/---
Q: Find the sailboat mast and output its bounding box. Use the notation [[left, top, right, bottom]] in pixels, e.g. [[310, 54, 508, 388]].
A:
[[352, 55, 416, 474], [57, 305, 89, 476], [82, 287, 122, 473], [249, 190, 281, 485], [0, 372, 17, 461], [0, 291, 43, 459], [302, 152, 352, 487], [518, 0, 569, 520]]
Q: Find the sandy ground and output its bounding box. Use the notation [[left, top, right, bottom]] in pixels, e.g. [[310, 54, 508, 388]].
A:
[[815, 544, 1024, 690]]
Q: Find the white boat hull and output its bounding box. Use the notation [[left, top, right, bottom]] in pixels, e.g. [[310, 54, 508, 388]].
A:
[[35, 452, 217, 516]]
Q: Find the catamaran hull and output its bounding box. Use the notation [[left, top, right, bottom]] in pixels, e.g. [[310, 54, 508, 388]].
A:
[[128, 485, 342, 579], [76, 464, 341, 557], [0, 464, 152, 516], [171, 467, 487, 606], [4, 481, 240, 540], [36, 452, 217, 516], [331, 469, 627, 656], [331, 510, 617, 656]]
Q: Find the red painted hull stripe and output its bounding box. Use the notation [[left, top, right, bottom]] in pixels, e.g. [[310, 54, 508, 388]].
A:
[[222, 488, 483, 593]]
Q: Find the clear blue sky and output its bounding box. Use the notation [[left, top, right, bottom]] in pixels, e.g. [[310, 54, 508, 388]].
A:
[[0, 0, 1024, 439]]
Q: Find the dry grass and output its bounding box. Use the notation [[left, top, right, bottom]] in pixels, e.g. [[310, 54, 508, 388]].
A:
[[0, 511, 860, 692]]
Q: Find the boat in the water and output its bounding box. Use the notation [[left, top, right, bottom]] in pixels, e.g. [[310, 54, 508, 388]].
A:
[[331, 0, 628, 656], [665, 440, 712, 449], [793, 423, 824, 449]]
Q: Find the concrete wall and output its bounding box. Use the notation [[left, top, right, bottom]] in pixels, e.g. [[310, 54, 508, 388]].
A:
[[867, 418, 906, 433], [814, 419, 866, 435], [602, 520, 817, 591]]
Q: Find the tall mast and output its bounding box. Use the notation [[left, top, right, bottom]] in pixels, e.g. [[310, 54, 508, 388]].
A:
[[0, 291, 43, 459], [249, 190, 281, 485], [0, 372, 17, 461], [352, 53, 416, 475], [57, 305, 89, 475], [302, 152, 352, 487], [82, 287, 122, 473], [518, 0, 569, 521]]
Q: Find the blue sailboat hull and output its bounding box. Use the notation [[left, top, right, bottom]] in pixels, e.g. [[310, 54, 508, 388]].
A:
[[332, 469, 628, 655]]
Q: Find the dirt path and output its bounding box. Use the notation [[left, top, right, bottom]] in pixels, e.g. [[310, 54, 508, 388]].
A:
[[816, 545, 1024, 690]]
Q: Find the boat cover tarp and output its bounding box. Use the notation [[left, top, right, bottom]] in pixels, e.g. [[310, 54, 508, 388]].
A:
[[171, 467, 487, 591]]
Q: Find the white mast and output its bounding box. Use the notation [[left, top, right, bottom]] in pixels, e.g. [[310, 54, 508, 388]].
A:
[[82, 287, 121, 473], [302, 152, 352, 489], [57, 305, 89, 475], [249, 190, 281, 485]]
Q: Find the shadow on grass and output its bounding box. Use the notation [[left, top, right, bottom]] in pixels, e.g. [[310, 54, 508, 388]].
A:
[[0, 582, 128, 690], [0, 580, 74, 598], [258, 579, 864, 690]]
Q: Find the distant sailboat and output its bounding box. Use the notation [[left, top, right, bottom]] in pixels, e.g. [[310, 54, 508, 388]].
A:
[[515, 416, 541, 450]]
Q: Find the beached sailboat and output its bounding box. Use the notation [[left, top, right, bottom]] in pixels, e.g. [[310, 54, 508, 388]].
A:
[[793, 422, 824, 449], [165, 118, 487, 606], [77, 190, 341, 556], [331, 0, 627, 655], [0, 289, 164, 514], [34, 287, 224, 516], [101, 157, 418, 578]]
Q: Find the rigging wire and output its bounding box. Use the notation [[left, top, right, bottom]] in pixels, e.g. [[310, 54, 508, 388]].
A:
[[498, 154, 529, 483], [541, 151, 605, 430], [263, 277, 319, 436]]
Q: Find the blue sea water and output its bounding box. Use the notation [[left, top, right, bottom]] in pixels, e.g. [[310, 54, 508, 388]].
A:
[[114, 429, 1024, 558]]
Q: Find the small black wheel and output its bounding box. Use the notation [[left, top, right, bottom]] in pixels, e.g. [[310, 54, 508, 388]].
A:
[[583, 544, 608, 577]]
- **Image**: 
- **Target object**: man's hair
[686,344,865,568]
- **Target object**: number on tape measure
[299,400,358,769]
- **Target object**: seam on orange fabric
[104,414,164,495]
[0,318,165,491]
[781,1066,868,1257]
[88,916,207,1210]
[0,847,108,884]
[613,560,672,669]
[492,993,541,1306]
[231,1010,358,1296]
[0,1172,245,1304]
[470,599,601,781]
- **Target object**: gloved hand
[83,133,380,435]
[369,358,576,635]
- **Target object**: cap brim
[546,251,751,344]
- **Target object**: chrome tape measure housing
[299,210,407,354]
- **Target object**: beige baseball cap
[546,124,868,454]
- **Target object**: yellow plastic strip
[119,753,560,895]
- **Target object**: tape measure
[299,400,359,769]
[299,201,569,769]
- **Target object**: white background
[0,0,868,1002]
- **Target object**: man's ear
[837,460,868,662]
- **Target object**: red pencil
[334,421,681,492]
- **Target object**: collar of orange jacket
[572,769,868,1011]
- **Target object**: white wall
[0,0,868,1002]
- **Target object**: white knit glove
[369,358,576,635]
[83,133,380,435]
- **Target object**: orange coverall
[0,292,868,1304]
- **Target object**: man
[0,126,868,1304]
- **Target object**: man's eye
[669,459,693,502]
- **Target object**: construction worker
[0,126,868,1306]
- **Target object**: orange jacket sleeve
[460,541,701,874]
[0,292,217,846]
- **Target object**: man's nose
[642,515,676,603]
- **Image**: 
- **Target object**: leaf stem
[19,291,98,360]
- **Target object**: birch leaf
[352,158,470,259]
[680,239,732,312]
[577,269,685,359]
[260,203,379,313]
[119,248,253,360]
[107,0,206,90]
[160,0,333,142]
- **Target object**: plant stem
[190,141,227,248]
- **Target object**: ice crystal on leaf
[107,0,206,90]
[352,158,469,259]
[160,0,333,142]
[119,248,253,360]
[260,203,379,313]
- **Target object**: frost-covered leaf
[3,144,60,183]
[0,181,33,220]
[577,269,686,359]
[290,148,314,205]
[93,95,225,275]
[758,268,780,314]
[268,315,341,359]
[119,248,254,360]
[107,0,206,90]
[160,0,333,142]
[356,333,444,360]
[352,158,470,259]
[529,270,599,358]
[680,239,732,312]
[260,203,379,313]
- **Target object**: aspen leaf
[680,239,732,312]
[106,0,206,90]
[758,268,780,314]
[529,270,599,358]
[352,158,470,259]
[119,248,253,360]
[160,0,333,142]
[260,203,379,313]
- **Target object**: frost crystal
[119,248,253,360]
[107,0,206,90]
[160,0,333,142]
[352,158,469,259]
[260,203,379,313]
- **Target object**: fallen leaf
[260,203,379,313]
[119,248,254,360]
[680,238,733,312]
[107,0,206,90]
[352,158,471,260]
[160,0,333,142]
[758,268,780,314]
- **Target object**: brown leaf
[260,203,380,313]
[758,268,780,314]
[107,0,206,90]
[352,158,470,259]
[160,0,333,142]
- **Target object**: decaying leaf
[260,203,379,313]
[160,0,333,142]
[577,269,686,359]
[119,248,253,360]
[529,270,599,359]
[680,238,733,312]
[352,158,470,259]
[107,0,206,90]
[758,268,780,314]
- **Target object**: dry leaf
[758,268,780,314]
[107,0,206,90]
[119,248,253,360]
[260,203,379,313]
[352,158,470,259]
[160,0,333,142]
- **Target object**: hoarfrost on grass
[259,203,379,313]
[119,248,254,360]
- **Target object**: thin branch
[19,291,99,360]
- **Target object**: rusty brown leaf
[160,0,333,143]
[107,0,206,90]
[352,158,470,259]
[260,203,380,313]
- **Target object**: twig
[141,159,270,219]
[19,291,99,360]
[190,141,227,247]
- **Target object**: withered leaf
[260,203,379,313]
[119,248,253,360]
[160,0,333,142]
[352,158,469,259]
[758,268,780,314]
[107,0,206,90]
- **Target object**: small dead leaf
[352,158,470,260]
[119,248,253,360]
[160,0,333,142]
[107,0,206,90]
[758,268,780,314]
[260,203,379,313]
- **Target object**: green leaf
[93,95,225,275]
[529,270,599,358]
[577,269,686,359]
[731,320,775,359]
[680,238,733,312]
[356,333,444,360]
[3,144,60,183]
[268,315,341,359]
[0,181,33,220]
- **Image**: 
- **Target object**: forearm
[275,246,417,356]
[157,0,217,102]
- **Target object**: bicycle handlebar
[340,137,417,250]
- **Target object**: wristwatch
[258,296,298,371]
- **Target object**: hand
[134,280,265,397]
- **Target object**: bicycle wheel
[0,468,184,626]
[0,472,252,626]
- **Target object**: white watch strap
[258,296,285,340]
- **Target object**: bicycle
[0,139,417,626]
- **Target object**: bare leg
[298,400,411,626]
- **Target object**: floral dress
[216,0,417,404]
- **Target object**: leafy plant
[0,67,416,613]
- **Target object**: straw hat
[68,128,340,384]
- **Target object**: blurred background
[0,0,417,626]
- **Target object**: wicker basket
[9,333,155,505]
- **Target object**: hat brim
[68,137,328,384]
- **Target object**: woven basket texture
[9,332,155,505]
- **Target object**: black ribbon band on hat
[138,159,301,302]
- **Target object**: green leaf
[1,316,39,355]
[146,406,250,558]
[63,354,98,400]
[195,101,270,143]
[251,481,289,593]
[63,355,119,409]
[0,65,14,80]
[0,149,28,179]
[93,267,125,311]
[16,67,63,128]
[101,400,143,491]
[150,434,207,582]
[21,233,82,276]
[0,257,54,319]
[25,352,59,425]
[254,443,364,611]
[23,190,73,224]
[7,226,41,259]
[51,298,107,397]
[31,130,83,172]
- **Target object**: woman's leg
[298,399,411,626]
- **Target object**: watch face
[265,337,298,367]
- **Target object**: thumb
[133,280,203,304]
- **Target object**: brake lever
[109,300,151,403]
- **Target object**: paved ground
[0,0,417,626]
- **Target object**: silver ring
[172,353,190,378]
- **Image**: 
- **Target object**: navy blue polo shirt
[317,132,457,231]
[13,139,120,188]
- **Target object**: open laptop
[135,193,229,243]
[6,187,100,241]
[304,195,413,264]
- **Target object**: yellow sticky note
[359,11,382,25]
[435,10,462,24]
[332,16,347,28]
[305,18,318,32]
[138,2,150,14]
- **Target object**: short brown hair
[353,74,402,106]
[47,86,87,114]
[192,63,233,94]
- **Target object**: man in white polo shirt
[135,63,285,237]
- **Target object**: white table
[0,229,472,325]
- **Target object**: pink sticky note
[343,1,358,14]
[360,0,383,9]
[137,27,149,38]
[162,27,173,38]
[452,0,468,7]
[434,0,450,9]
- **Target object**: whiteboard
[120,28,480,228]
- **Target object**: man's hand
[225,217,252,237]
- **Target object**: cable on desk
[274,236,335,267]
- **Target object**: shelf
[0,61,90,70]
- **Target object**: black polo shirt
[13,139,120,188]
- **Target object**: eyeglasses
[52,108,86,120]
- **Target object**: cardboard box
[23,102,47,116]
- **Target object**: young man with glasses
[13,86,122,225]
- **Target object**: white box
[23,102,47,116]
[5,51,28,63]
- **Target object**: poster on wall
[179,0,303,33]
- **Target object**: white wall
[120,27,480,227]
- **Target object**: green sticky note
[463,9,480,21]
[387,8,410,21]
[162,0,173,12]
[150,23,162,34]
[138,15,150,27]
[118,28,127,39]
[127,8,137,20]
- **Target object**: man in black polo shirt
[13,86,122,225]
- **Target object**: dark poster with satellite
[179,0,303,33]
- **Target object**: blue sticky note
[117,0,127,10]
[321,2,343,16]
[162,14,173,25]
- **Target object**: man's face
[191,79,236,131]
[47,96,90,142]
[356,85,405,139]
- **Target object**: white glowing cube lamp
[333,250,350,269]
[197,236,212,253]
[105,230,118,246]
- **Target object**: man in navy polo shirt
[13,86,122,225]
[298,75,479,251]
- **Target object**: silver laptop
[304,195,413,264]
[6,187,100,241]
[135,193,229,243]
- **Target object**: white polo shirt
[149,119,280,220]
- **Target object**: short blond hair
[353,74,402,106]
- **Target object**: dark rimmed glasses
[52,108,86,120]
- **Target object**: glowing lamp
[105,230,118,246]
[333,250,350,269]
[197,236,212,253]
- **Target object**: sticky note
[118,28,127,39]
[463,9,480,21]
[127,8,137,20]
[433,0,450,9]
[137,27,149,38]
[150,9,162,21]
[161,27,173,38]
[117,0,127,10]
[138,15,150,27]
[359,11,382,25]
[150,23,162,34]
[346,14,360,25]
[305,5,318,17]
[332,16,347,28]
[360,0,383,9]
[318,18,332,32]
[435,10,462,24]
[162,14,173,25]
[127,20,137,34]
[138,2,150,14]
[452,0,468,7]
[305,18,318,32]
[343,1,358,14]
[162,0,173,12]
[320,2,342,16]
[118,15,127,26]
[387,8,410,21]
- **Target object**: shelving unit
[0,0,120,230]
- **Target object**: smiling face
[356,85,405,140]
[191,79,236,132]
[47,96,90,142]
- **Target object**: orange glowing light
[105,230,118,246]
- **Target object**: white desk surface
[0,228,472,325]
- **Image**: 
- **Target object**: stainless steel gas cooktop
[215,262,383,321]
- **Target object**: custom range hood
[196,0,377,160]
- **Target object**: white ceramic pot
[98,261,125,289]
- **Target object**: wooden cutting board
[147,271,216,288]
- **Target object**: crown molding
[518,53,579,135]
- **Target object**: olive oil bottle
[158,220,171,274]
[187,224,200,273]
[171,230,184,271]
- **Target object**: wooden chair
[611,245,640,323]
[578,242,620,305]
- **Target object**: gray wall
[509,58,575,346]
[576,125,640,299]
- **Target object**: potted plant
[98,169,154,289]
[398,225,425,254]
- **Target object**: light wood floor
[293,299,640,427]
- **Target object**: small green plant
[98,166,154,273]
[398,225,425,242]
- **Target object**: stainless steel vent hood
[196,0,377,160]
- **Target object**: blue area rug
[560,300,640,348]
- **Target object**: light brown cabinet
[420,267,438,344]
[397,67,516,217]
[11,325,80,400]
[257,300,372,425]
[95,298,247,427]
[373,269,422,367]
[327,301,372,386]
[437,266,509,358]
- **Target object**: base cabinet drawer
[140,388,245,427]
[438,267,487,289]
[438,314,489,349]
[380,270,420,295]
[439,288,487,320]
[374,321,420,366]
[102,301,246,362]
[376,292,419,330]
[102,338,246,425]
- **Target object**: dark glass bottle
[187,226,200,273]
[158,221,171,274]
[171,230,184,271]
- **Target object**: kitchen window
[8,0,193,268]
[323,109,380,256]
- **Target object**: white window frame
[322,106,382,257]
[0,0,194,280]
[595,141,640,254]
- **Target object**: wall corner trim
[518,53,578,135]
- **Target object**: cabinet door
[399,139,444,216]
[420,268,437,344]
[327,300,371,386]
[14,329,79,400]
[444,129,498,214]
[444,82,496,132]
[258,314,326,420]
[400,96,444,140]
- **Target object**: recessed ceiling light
\---
• **Given request**
Recast the lines of the material above as a numbered list, from the line that contains "- **Target object**: rusty brown leaf" through the line that contains "[298,400,411,626]", both included. Leave out any blank lines.

• **Written reply**
1. - **Target object**: rusty brown leaf
2. [160,0,333,143]
3. [107,0,206,90]
4. [352,158,470,259]
5. [260,203,380,313]
6. - **Target object**: twig
7. [141,159,270,219]
8. [19,291,99,360]
9. [190,141,227,247]
10. - **Target object**: withered leaf
11. [260,203,379,313]
12. [119,248,253,360]
13. [160,0,333,142]
14. [352,158,469,259]
15. [758,268,780,314]
16. [107,0,206,90]
17. - **Target object**: small dead leaf
18. [352,158,470,260]
19. [119,248,253,360]
20. [160,0,333,142]
21. [107,0,206,90]
22. [758,268,780,314]
23. [260,203,379,313]
24. - **Target object**: green leaf
25. [93,95,225,275]
26. [529,270,599,358]
27. [577,269,686,359]
28. [731,320,775,359]
29. [680,238,733,312]
30. [356,333,444,360]
31. [3,144,60,183]
32. [268,315,341,359]
33. [0,181,33,220]
34. - **Image**: 
35. - **Target object**: forearm
36. [275,246,417,356]
37. [157,0,217,102]
38. - **Target object**: bicycle handlebar
39. [340,137,417,250]
40. - **Target object**: wristwatch
41. [258,296,298,371]
42. - **Target object**: hand
43. [134,280,265,397]
44. - **Target object**: bicycle wheel
45. [0,468,184,626]
46. [0,472,252,626]
47. - **Target object**: white watch strap
48. [258,296,285,340]
49. - **Target object**: bicycle
50. [0,139,417,626]
51. - **Target object**: bare leg
52. [298,400,411,626]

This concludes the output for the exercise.